── INFORMATION

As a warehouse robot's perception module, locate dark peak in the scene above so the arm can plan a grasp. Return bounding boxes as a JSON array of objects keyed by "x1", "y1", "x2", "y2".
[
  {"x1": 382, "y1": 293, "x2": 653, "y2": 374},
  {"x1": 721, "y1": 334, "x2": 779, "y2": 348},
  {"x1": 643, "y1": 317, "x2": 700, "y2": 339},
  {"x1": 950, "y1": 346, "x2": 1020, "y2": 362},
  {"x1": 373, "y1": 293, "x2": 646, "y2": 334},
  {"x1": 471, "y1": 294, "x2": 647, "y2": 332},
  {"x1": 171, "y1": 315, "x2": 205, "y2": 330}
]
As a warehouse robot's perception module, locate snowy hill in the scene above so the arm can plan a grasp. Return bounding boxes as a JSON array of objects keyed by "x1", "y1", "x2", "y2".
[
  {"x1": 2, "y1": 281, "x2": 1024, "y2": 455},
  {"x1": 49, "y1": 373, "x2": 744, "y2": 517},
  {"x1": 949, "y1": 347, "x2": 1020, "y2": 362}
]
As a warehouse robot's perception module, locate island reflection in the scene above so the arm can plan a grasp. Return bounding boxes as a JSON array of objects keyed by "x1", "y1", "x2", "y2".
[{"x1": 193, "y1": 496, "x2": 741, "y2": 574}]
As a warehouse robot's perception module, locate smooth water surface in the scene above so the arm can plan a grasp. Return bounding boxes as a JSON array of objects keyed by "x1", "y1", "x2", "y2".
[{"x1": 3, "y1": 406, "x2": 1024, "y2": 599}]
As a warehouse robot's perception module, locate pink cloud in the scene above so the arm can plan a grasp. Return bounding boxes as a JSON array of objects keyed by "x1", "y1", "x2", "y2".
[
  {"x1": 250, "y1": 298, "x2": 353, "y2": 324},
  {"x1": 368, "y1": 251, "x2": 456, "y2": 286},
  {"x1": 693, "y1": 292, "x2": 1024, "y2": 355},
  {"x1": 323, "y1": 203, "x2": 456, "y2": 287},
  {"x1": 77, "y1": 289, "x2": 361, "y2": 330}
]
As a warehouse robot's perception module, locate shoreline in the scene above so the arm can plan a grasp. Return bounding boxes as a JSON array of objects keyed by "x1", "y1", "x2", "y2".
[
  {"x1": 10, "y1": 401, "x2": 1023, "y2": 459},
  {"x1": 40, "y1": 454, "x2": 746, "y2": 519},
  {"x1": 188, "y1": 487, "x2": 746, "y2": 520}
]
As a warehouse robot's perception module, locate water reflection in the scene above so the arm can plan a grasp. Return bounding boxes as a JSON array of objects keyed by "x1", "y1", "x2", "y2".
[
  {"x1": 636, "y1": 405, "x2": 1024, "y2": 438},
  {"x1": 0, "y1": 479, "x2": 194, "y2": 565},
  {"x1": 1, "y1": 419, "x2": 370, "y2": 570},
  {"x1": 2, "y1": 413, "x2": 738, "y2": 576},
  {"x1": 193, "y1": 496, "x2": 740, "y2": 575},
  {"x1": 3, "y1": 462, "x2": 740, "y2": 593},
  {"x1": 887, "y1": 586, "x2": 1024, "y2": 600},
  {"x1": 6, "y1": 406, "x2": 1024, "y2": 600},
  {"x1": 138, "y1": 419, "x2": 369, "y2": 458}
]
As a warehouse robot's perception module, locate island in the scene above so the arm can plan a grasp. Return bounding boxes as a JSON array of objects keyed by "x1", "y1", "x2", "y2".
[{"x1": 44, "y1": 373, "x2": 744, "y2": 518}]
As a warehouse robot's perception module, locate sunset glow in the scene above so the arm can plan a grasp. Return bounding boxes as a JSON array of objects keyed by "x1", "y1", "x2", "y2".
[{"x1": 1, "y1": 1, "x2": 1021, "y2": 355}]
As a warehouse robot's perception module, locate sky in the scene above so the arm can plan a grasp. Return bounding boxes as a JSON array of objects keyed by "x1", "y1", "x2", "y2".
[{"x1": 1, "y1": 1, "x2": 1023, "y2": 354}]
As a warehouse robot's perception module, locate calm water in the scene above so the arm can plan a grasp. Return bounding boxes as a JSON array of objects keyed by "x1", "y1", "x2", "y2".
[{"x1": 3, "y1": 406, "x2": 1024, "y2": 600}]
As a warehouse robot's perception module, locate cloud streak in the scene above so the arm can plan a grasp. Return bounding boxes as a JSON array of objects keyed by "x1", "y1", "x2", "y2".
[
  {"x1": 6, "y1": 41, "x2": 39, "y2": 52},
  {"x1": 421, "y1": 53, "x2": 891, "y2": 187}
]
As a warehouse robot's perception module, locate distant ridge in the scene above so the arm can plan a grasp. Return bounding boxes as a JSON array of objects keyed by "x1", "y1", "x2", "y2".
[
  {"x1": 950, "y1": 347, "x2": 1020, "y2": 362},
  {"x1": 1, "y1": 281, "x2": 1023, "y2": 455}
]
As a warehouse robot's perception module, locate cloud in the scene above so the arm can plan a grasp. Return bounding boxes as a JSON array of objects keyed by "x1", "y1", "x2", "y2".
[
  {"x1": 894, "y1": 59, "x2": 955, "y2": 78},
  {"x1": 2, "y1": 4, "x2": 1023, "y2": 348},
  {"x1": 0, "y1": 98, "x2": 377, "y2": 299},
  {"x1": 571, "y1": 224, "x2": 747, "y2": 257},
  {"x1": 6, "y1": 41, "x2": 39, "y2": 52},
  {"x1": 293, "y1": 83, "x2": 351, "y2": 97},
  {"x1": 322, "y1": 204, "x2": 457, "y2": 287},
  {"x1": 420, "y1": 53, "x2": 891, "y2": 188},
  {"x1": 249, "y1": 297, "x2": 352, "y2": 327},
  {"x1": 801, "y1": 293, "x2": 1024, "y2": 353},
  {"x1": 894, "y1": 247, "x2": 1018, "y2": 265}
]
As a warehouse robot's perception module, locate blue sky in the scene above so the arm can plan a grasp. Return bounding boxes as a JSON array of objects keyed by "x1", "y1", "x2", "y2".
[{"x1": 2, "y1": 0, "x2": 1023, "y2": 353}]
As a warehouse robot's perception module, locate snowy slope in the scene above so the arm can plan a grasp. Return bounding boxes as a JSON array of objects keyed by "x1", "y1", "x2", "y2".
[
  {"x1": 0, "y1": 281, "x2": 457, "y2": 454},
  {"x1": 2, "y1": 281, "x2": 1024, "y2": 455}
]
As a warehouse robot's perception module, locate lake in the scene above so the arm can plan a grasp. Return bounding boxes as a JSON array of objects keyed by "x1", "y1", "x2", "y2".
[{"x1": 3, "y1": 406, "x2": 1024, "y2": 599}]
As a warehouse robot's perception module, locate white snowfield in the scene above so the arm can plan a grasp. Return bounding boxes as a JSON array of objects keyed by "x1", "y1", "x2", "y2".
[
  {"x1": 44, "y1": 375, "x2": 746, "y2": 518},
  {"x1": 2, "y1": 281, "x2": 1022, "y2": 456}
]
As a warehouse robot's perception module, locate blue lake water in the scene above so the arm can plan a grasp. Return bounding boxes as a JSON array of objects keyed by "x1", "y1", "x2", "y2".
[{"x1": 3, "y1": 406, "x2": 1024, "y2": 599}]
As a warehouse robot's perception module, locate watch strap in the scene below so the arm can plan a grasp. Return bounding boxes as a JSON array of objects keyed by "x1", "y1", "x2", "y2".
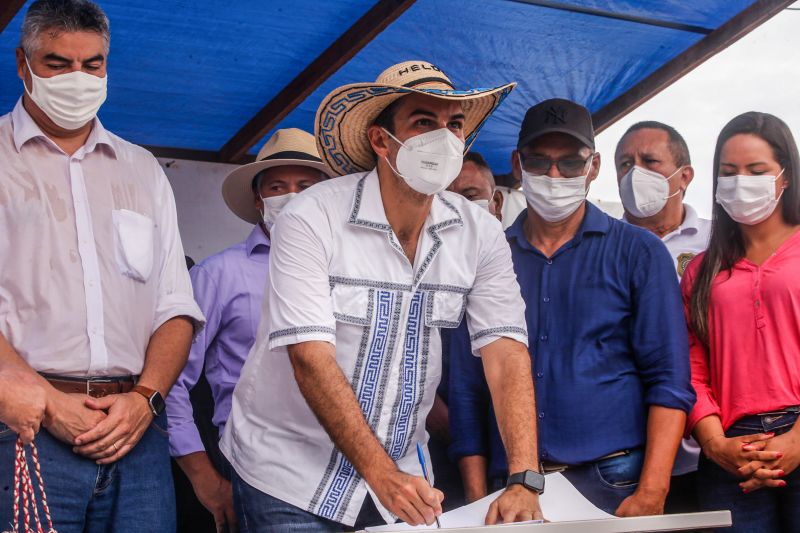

────

All of the entries need to be retyped word for word, pictures excluded.

As a warehouse robot's perception module, locate dark peak in the scene above so the arm can plan a grasp. Return bounding boxes as a JSON array of objects keyed by "x1", "y1", "x2", "y2".
[
  {"x1": 382, "y1": 293, "x2": 653, "y2": 374},
  {"x1": 721, "y1": 334, "x2": 779, "y2": 348},
  {"x1": 643, "y1": 317, "x2": 700, "y2": 339},
  {"x1": 950, "y1": 346, "x2": 1020, "y2": 362},
  {"x1": 373, "y1": 293, "x2": 646, "y2": 334},
  {"x1": 471, "y1": 294, "x2": 647, "y2": 332},
  {"x1": 171, "y1": 315, "x2": 205, "y2": 330}
]
As a warehouse robot's perception module, locate snowy hill in the scene above so the arm can plan a grasp. Return bounding boxes as a JSON array of objects keyed by "x1", "y1", "x2", "y2".
[
  {"x1": 2, "y1": 281, "x2": 1024, "y2": 455},
  {"x1": 49, "y1": 373, "x2": 744, "y2": 517},
  {"x1": 949, "y1": 347, "x2": 1020, "y2": 362}
]
As a warehouse robot's perception module, locate island reflection in the scene above so the arm can plan a grasp. Return bounding boxes as a JSON array of objects keyed by "x1", "y1", "x2", "y2".
[{"x1": 193, "y1": 496, "x2": 741, "y2": 574}]
As a warehouse robot's perception module, locate smooth water surface in the scene above so the arm can plan a grasp. Return bounding boxes as a JSON array of objects keyed by "x1", "y1", "x2", "y2".
[{"x1": 3, "y1": 406, "x2": 1024, "y2": 599}]
As a warehouse robot's perception module, locate pink cloud in the scene above so the arm can plan a grasp. Return bounding boxes as a JSON array of objects keyed by "x1", "y1", "x2", "y2".
[
  {"x1": 250, "y1": 298, "x2": 353, "y2": 324},
  {"x1": 368, "y1": 251, "x2": 456, "y2": 286},
  {"x1": 693, "y1": 292, "x2": 1024, "y2": 355},
  {"x1": 323, "y1": 203, "x2": 456, "y2": 287},
  {"x1": 77, "y1": 289, "x2": 361, "y2": 330}
]
As a warehouse robot's perception module, locate shoreline in the scene above so the arm can plan a grasp. Return bounding boxes as a JSON array of objects keyed by "x1", "y1", "x2", "y2".
[
  {"x1": 10, "y1": 401, "x2": 1023, "y2": 459},
  {"x1": 40, "y1": 454, "x2": 746, "y2": 519},
  {"x1": 188, "y1": 487, "x2": 746, "y2": 520}
]
As a warehouse robot's perception module, locate water reflection in the scene above so the arm can plan a grasp. Return bounding boxes as a JSON array of objects keyed by "x1", "y1", "x2", "y2".
[
  {"x1": 636, "y1": 405, "x2": 1024, "y2": 438},
  {"x1": 0, "y1": 479, "x2": 194, "y2": 565},
  {"x1": 1, "y1": 419, "x2": 370, "y2": 570},
  {"x1": 2, "y1": 413, "x2": 738, "y2": 576},
  {"x1": 193, "y1": 496, "x2": 740, "y2": 575},
  {"x1": 3, "y1": 462, "x2": 740, "y2": 593},
  {"x1": 887, "y1": 586, "x2": 1024, "y2": 600},
  {"x1": 6, "y1": 406, "x2": 1024, "y2": 600},
  {"x1": 138, "y1": 419, "x2": 369, "y2": 458}
]
As a warehouse robot's perception module, locate island in the scene above so the arm can plan a grasp. Return bounding boxes as a JSON array of objects keyed by "x1", "y1", "x2", "y2".
[{"x1": 44, "y1": 373, "x2": 744, "y2": 518}]
As a warehouse robot's perception module, locate sunset glow in the scene above so the arm can plan a grasp. Return bounding boxes as a JSON array of objects keyed by "x1", "y1", "x2", "y2".
[{"x1": 1, "y1": 1, "x2": 1021, "y2": 355}]
As a warehouse robot's perception module, locate sky in the scene above so the arm can plan a grasp. Return bounding boxes as a JSON array of objects keyed by "x1", "y1", "x2", "y2".
[{"x1": 1, "y1": 1, "x2": 1023, "y2": 354}]
As a warehouse robot's perception module, locate calm water in the scene above so the arm can plan a grasp. Return bounding boxes as a JSON array of objects keyed by "x1", "y1", "x2", "y2".
[{"x1": 3, "y1": 406, "x2": 1024, "y2": 600}]
As a warehouse robot's perception module, locate cloud streak in the scene above so the arm can plan a grasp. Return bounding boxes as a JSON array of objects keyed by "x1", "y1", "x2", "y2".
[
  {"x1": 6, "y1": 41, "x2": 39, "y2": 52},
  {"x1": 421, "y1": 53, "x2": 891, "y2": 187}
]
As a warehouse robot's perception module, locate distant ridge in the scene above so the arm can plan a grasp. Return bounding boxes as a JSON array of objects keyed by "x1", "y1", "x2", "y2".
[
  {"x1": 950, "y1": 347, "x2": 1020, "y2": 362},
  {"x1": 1, "y1": 281, "x2": 1023, "y2": 455}
]
As a warehouse robot's perception module, locate cloud in the scene above so the arm can plan a grasp. Return bounding boxes as a JSON array of objects keyed by "x1", "y1", "x2", "y2".
[
  {"x1": 894, "y1": 59, "x2": 955, "y2": 78},
  {"x1": 2, "y1": 4, "x2": 1023, "y2": 348},
  {"x1": 0, "y1": 98, "x2": 377, "y2": 299},
  {"x1": 571, "y1": 224, "x2": 747, "y2": 257},
  {"x1": 6, "y1": 41, "x2": 39, "y2": 52},
  {"x1": 293, "y1": 83, "x2": 351, "y2": 97},
  {"x1": 322, "y1": 204, "x2": 457, "y2": 287},
  {"x1": 420, "y1": 53, "x2": 891, "y2": 188},
  {"x1": 249, "y1": 297, "x2": 352, "y2": 327},
  {"x1": 801, "y1": 293, "x2": 1024, "y2": 353},
  {"x1": 894, "y1": 247, "x2": 1018, "y2": 265}
]
As a warehouse robot's perception module, locate blue sky in the scene above so the arm can plan a grasp. Return bounding boxes as a JSON array of objects keyed by "x1", "y1", "x2", "y2".
[{"x1": 2, "y1": 0, "x2": 1023, "y2": 353}]
As a warehouse robot's perception module, locate snowy slope in the scene above so the arm can plan a grasp. Return bounding boxes as a JSON array of objects keyed by "x1", "y1", "x2", "y2".
[
  {"x1": 0, "y1": 281, "x2": 457, "y2": 454},
  {"x1": 2, "y1": 281, "x2": 1024, "y2": 455}
]
As a warehouse robot's perception module, locate lake in the scene above so the arm can plan a grasp. Return bounding boxes as a JSON array of objects keyed by "x1", "y1", "x2", "y2".
[{"x1": 3, "y1": 406, "x2": 1024, "y2": 599}]
As a warehouse robot's perception module, locate white snowfield in the scene above so the arm can plan a grasp. Return bounding boxes as a JSON array of objects keyed by "x1", "y1", "x2", "y2".
[
  {"x1": 44, "y1": 375, "x2": 746, "y2": 518},
  {"x1": 2, "y1": 281, "x2": 1022, "y2": 456}
]
As a warehouse robot's perception module, locate blue lake water in the scene above so the arm can plan a grasp. Return bounding boxes as a JSON array of objects keyed by "x1", "y1", "x2", "y2".
[{"x1": 3, "y1": 406, "x2": 1024, "y2": 599}]
As a warehouse robot's perception module, locate watch strap in the scene below so the arm can plan a grasp. Return bounding boxes as a JSON array of objects keyed by "x1", "y1", "x2", "y2".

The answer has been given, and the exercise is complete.